• _The problem_
Nothing other than the lines from the one containing "Exercise. Mark the sky" through the close of the entries below should be printed, each exactly.

• _Information provided_
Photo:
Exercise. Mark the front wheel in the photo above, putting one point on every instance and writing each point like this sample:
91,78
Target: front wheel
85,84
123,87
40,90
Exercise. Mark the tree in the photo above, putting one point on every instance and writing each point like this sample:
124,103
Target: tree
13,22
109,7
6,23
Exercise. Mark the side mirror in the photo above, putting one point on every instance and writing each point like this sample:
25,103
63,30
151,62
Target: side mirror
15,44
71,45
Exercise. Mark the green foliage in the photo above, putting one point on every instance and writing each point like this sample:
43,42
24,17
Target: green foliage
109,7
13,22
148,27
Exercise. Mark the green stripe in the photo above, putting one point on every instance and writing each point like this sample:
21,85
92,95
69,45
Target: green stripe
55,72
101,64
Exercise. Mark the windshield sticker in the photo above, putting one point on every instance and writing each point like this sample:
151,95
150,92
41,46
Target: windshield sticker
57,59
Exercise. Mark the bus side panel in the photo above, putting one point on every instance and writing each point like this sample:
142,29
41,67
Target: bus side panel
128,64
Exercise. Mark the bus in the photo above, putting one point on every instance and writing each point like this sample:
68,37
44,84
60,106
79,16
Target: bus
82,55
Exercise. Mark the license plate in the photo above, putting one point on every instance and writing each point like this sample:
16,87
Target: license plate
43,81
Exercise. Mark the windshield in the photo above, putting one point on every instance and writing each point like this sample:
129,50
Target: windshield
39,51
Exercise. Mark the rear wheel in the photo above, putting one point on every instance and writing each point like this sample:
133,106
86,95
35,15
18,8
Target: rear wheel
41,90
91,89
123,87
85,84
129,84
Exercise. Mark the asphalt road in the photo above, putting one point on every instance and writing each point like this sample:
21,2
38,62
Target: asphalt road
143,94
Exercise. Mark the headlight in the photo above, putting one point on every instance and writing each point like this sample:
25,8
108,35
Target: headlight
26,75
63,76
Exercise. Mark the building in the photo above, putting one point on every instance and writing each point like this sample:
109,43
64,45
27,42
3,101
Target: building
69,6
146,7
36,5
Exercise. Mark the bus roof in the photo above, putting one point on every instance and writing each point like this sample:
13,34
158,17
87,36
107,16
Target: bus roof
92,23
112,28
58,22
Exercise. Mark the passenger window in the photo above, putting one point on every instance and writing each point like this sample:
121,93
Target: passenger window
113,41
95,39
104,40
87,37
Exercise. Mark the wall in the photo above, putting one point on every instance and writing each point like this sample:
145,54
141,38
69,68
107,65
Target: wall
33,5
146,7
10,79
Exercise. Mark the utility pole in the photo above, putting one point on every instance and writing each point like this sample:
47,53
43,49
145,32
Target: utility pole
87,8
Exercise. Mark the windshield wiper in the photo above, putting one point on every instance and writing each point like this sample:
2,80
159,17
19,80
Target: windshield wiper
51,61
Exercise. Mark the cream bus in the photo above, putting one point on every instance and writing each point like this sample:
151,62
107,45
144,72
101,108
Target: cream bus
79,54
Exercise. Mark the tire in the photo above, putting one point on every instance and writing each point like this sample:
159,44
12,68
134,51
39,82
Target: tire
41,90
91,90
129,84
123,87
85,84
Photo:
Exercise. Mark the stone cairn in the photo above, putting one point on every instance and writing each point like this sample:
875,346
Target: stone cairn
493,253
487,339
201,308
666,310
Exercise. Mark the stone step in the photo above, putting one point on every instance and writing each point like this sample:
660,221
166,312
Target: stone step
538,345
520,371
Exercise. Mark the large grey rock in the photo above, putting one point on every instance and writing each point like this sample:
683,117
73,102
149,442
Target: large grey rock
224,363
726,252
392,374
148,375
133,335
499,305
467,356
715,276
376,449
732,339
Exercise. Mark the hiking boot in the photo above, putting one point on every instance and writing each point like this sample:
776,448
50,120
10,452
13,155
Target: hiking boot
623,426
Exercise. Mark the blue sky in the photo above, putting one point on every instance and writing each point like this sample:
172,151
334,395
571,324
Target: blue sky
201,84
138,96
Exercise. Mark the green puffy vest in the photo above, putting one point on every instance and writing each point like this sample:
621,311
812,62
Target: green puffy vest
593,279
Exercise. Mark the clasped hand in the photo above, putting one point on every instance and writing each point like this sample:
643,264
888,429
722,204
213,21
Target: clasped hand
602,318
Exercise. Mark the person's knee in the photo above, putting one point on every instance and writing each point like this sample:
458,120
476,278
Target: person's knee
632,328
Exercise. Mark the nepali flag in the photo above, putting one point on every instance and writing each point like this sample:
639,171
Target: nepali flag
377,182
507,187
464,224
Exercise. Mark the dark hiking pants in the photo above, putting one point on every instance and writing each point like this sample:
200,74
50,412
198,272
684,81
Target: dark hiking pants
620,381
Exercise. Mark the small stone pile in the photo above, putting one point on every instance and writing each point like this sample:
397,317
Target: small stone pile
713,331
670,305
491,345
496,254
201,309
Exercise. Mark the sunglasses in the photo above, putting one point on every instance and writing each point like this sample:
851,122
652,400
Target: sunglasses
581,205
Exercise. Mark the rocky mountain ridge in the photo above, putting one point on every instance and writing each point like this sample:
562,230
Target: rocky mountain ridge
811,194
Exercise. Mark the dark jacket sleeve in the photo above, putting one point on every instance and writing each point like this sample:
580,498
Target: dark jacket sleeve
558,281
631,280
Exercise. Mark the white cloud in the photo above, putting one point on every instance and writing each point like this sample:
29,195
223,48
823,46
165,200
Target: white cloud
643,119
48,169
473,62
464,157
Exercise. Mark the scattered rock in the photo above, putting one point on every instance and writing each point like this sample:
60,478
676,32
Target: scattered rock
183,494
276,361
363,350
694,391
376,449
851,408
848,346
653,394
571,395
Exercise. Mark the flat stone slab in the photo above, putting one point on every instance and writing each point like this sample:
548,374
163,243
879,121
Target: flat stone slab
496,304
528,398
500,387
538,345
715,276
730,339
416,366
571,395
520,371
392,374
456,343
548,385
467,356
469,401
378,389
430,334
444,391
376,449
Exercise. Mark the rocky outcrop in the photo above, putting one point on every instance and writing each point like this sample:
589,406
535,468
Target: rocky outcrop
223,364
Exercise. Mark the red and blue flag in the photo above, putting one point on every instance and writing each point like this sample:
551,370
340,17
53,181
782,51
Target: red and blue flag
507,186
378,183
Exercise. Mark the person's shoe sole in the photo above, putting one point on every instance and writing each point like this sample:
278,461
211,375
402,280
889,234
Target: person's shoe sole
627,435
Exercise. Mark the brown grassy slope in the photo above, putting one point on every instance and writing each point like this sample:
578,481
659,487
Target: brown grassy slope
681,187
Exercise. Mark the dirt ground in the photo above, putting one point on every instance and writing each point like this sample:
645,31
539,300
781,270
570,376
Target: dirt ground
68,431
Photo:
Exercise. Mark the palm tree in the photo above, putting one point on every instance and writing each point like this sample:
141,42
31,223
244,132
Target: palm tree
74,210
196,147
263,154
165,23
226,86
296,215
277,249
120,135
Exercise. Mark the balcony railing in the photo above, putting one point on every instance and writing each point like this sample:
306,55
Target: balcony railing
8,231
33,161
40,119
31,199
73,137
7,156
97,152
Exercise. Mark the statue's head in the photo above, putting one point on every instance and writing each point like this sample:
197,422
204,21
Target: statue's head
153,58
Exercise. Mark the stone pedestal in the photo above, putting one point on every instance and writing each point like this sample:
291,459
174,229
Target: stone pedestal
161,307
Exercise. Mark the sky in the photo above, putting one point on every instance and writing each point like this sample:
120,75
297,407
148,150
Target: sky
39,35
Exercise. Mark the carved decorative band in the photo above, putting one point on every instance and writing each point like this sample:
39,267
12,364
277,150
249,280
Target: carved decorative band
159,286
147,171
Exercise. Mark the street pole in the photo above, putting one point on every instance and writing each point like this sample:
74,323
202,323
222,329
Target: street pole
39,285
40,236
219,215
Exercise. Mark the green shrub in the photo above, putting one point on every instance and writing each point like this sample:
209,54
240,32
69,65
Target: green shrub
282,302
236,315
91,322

• _Solved problem_
Exercise. Mark the sky in the photo above, putting one point on every instance and writing each point like this sample:
120,75
297,407
148,150
Target: sky
39,35
Exercise. Mark the carved decorative band in the photo above, putting one point on every instance and writing each point like this sample:
39,267
12,364
277,150
249,280
Target: carved decorative band
159,286
147,171
Exercise. Mark the street pole in the photo above, putting one point on every instance and writing each point like this sample:
74,323
202,323
222,329
Target: street pole
39,285
40,236
219,215
Exercise. Mark the green shrub in the photo above, putting one point on every instance and writing each point like this sample:
209,54
240,32
69,65
Target: green shrub
282,302
236,315
91,322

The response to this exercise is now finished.